§ **SELECTED EXCERPT**:
++++

This is a book with excellent, compelling information, especially (but not only) for people new to the energy industry like me. It can be slow at times (like a lot of nonfiction books), but it is a worthwhile read—very applicable in our quickly-changing world. I found the section on EVs particularly interesting; it answered a lot of my questions and considerations for buying an EV as my next car. The more informed each of us is about the climate crisis and energy transition, thanks to books like this, the more adept we’ll be in moving forward as a society.
Excellent primer on the variety of renewable resources in play to get to carbon free energy. Does a great job explaining the foundations of our energy grid, it's current limitations, and how dramatically that grid is changing. Paints a hopeful picture we can ultimately get there with a great deal of innovation, initiative, entrepreneurship.
A cool little book to get you familiar with the status quo of the electricity sector in the United States. A good introduction book for anyone works in the energy sector (me included!). Though I would like to see the author offer more unique insights regarding the challenges and struggles of the energy switch rather than the common opinions where you hear all over the place.
Energy - how we source it and use it - is at an inflection point. Significant change is occurring now. The Energy Switch will help many to grasp the change in all things energy and imagine the consequences. A change that is dramatically increasing at an increasing rate.
A little bit dense and kind of a lot of stuff I’d already learned in the sustainable energy systems class at UVA, but overall quite informative and is practical analysis of the current state and future of our energy system as we transition to renewables/ DERs/ smart grids.

++++

§ **WRITTEN TASKS**:
**a.** Summarize the reviews of The Energy Switch in two sentences.
**b.** According to the reviews of The Energy Switch, which section of the book did one reader find particularly interesting?
**c.** Print the stretch of the reviews of The Energy Switch from "Energy - how" through "DERs/ smart grids.".
The lines that come after the reviews have no part in any of this.

§ **SOURCE DATA**:
++++

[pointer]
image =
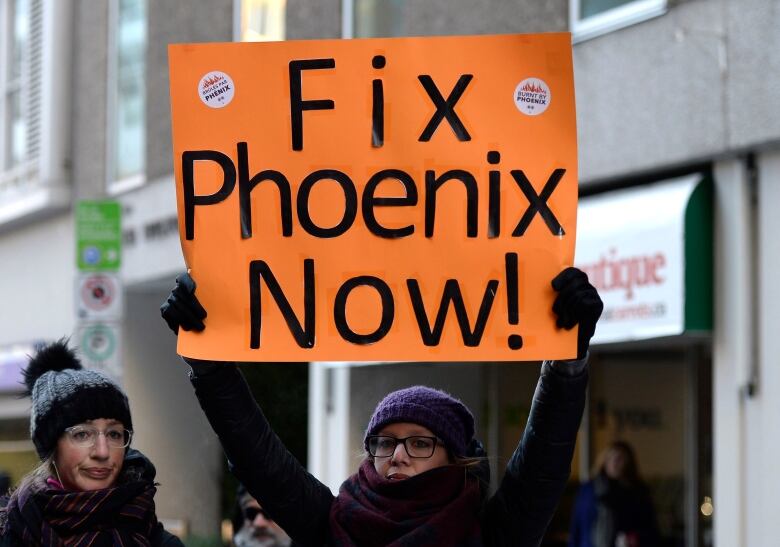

++++

§ **CORRECT ANSWERS**:
**a.** Reviewers describe The Energy Switch as an informative introduction to renewable resources, the U.S. electricity sector, and a rapidly changing energy grid, especially for people new to the energy industry. Some found it slow or dense, and one wished the author had offered more unique insights on the challenges of the energy switch.

**b.** The section on EVs.

**c.**
Energy - how we source it and use it - is at an inflection point. Significant change is occurring now. The Energy Switch will help many to grasp the change in all things energy and imagine the consequences. A change that is dramatically increasing at an increasing rate.
A little bit dense and kind of a lot of stuff I’d already learned in the sustainable energy systems class at UVA, but overall quite informative and is practical analysis of the current state and future of our energy system as we transition to renewables/ DERs/ smart grids.